* [What the task asks]: Rewrite each of the entries below with "mark its position" replaced by "outline its location", changing nothing else.

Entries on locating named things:
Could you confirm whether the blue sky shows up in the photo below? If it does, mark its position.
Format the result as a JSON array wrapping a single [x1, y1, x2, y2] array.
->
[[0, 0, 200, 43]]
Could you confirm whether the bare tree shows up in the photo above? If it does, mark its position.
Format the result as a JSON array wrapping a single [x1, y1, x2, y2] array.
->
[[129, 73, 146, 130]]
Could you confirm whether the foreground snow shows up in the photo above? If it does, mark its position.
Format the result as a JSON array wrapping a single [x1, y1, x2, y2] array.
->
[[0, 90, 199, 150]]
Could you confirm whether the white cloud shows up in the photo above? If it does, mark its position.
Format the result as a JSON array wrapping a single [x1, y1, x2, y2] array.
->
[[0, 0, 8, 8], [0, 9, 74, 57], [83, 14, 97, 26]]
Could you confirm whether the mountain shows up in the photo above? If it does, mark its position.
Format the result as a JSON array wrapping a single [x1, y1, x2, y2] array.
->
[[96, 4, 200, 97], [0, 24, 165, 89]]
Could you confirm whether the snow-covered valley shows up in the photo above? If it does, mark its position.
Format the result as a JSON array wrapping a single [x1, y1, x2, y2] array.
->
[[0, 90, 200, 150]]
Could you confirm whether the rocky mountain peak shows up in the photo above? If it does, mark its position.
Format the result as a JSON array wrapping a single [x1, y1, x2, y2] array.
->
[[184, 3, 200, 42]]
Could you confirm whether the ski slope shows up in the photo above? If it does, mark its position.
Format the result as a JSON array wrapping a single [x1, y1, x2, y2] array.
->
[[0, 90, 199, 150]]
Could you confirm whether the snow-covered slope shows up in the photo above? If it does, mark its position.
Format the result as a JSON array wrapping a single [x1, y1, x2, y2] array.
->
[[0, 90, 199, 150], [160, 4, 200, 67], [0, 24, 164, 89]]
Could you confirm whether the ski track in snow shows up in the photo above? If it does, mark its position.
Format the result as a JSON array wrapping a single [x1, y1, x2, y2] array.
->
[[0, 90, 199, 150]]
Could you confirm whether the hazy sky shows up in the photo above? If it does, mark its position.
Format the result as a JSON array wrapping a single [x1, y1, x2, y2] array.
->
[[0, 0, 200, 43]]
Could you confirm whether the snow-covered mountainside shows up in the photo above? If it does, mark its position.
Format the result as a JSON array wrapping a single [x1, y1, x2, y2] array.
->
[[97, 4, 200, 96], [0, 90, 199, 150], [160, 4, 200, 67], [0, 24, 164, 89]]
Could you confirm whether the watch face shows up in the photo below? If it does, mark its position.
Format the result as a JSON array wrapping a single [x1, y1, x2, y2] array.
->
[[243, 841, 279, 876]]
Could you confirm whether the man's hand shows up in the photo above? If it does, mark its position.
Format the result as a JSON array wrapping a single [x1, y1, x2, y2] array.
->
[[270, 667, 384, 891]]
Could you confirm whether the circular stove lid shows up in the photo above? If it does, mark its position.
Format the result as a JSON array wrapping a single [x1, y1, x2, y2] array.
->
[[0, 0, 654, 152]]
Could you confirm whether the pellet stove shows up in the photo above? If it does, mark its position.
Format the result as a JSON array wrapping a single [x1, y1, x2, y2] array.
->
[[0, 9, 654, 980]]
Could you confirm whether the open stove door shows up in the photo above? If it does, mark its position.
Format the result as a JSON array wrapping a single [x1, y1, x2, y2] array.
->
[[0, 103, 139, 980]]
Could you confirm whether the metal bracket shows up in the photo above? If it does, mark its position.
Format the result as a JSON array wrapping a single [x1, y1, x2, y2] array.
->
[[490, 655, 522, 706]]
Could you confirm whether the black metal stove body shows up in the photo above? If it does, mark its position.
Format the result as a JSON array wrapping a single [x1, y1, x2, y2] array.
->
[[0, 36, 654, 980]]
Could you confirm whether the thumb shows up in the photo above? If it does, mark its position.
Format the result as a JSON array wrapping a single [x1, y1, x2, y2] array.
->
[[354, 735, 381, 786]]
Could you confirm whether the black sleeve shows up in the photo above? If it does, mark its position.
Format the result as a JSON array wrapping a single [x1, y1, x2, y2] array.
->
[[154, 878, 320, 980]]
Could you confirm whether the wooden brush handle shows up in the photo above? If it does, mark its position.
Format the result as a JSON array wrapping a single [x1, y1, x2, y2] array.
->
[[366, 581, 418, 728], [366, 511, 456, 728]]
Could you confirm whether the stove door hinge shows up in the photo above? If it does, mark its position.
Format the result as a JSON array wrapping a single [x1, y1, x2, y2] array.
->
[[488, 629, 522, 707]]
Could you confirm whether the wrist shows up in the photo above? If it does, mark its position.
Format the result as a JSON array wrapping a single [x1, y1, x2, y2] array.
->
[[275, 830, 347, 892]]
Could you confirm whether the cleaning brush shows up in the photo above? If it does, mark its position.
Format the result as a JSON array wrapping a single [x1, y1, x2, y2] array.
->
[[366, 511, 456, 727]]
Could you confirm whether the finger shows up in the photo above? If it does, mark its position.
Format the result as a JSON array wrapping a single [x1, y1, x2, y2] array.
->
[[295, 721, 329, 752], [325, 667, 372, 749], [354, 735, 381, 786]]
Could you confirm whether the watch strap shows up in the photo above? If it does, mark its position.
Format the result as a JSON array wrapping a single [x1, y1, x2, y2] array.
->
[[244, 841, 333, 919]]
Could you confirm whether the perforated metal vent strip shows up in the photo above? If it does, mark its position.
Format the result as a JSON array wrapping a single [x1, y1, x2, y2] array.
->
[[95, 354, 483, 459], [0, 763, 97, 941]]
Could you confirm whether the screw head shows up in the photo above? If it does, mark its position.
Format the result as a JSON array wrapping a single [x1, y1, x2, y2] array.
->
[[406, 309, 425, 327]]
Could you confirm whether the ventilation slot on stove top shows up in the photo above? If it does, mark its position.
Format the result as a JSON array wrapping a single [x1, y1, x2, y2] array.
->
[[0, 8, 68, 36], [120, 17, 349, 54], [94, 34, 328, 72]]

* [Response]:
Could you confirm whether the blue sky shows up in the photo below? If it does, outline its location.
Format the result as a JSON array wrapping a single [x1, y1, x2, y2] array.
->
[[0, 0, 200, 43]]
Could you confirm whether the bare tree shows up in the photo above? If it does, outline its location.
Format the result as a JSON array wrapping a single [x1, y1, x2, y2] array.
->
[[129, 73, 146, 130]]
Could you confirm whether the foreground snow shows up in the photo above? If it does, outline its location.
Format the result as a JSON array wrapping a single [x1, y1, x2, y2] array.
->
[[0, 90, 199, 150]]
Could you confirm whether the white cloud shows up in the photo above? If it does, outline its location.
Format the result as a JSON array wrapping a single [x1, y1, x2, y2] array.
->
[[0, 0, 8, 8], [0, 9, 74, 57], [83, 14, 97, 26]]
Could you confirm whether the mountain shows up in the photo above? If it does, outline its location.
Format the result as a JSON array wrapping a single [x1, y1, x2, y2] array.
->
[[96, 4, 200, 97], [0, 24, 165, 89]]
Could you confirm whether the snow-covered valley shows up in the photo above? If it does, outline its location.
Format the result as a JSON array wrapping a single [x1, y1, x2, y2] array.
->
[[0, 90, 200, 150]]
Could you confirm whether the rocky mountain peak shows up in the photo above? If it does, outline its location.
Format the result as a JSON array wrapping a single [x1, y1, x2, y2] array.
->
[[184, 3, 200, 42]]
Could you confirm whether the ski slope shows up in the photo above? If it does, outline its location.
Format the result as a JSON array wrapping a single [x1, y1, x2, y2] array.
->
[[0, 90, 199, 150]]
Could you confirm whether the snow-covered slope shows up in the photo above? If it does, outline its location.
Format the result as a JSON array wrapping a single [x1, y1, x2, y2] array.
->
[[0, 90, 199, 150], [160, 4, 200, 67], [0, 24, 164, 89]]
Could you confirm whether the ski track in snow shows up in the photo above? If it does, outline its location.
Format the result as a JSON array wrapping a single [x1, y1, x2, y2] array.
->
[[0, 90, 199, 150]]
Could you confirm whether the hazy sky shows up in the photo above? If it does, outline its location.
Format the result as a JSON array wrapping a single [x1, y1, x2, y2] array.
->
[[0, 0, 200, 43]]
Could you confirm whether the snow-covered mountainside shows up in the photo above? If it does, outline its location.
Format the result as a JSON array wrapping a single [x1, y1, x2, y2] array.
->
[[97, 4, 200, 96], [0, 90, 199, 150], [160, 4, 200, 67], [0, 24, 164, 89]]
Could you confirm whether the watch face shows up in the photo below? If it does, outline its location.
Format the result as a JSON array wrapping a single [x1, y1, x2, y2] array.
->
[[243, 841, 279, 876]]
Could you confirm whether the man's hand shows up in the photo above? If it does, outline its location.
Format the result as a JSON array wrapping a single [x1, y1, x2, y2] array.
->
[[270, 667, 384, 891]]
Could you confirm whether the circular stove lid shows up in the photo above? If it does, outline its location.
Format the result as a JSON array wrapping a single [x1, y1, x2, y2] array.
->
[[0, 0, 654, 152]]
Could you confirm whether the pellet stove shows up in the photo above? If it does, outline its location.
Format the result as a JSON array wrapping a single [x1, y1, x2, y2] array.
->
[[0, 9, 654, 980]]
Could you confirm whether the open stove door shows up in the photo above? If it does, outline its location.
Format the result as a JSON array wrapping a single [x1, y1, x2, y2] array.
->
[[0, 103, 139, 980]]
Could you confirm whether the metal bracket shows up in the photo above? If it does, outline its location.
Format the result as a JSON array wrapping a single [x1, y1, x2, y2] array.
->
[[490, 655, 522, 706]]
Could you confirm whether the black metal stove body shows up in the photo above? If it does, outline its location.
Format the result as a JSON array wrapping a single [x1, y1, x2, y2] array.
->
[[0, 36, 654, 980]]
Could you confirm whether the thumb shows up in the photo above? If it does, outline its location.
Format the result as a JSON array wrapping a single [x1, y1, x2, y2] array.
->
[[354, 735, 381, 786]]
Could you confirm whether the black sleeve shows up in the photo above? If it does, outline its location.
Format the result as a JSON array wrapping a single [x1, y1, x2, y2] array.
->
[[154, 878, 320, 980]]
Could you confirm whether the wooden brush handle shows up in the photo above? If it does, outline its location.
Format the result as a JSON array wrapping a single [x1, y1, x2, y2] array.
->
[[366, 581, 418, 728], [366, 511, 456, 728]]
Could you confirm whether the stove door hinge shows up in the photo above? If it does, outline its location.
Format the result as a JSON array wrapping a single [x1, y1, x2, y2] array.
->
[[488, 629, 522, 707]]
Could you confirm whether the wrist shows up in the photo above? If it does, outline its location.
Format the result as a JSON array wrapping a single [x1, y1, x2, y2] array.
->
[[275, 830, 347, 892]]
Could you confirm whether the cleaning brush shows up in the photo above? If it does, outline its location.
Format the result as a JSON array wrapping a single [x1, y1, x2, y2] array.
->
[[366, 511, 456, 727]]
Could you confirm whether the finger shows up in the photo above? If it does, outline its location.
Format the result as a JSON array wrapping a single [x1, y1, x2, y2] array.
->
[[295, 721, 329, 752], [325, 667, 372, 749], [354, 735, 381, 786]]
Could you confirm whether the watch strap shows up in the photo above? If it does, outline its location.
Format the result as a JSON array wrapping a single [x1, y1, x2, y2] array.
->
[[244, 841, 333, 919]]
Could you confirm whether the perforated metal vent strip shows up in the photo above? If it does, outline its location.
Format the result as a JSON array wrapping a single [x1, y1, x2, y2] array.
->
[[95, 354, 483, 459], [0, 763, 97, 941]]
Could you confirm whether the screw head shows up in the photo above? If it does, outline its location.
Format the result as a JSON array wrapping a single [x1, y1, x2, y2] array.
->
[[406, 309, 425, 327]]
Could you confirm whether the ventilation slot on stove top shows up in the photo above? If it does, outline its location.
Format the result as a JSON array wrapping a single [x1, y1, x2, y2] array.
->
[[0, 8, 68, 36], [120, 17, 349, 54], [94, 34, 328, 72]]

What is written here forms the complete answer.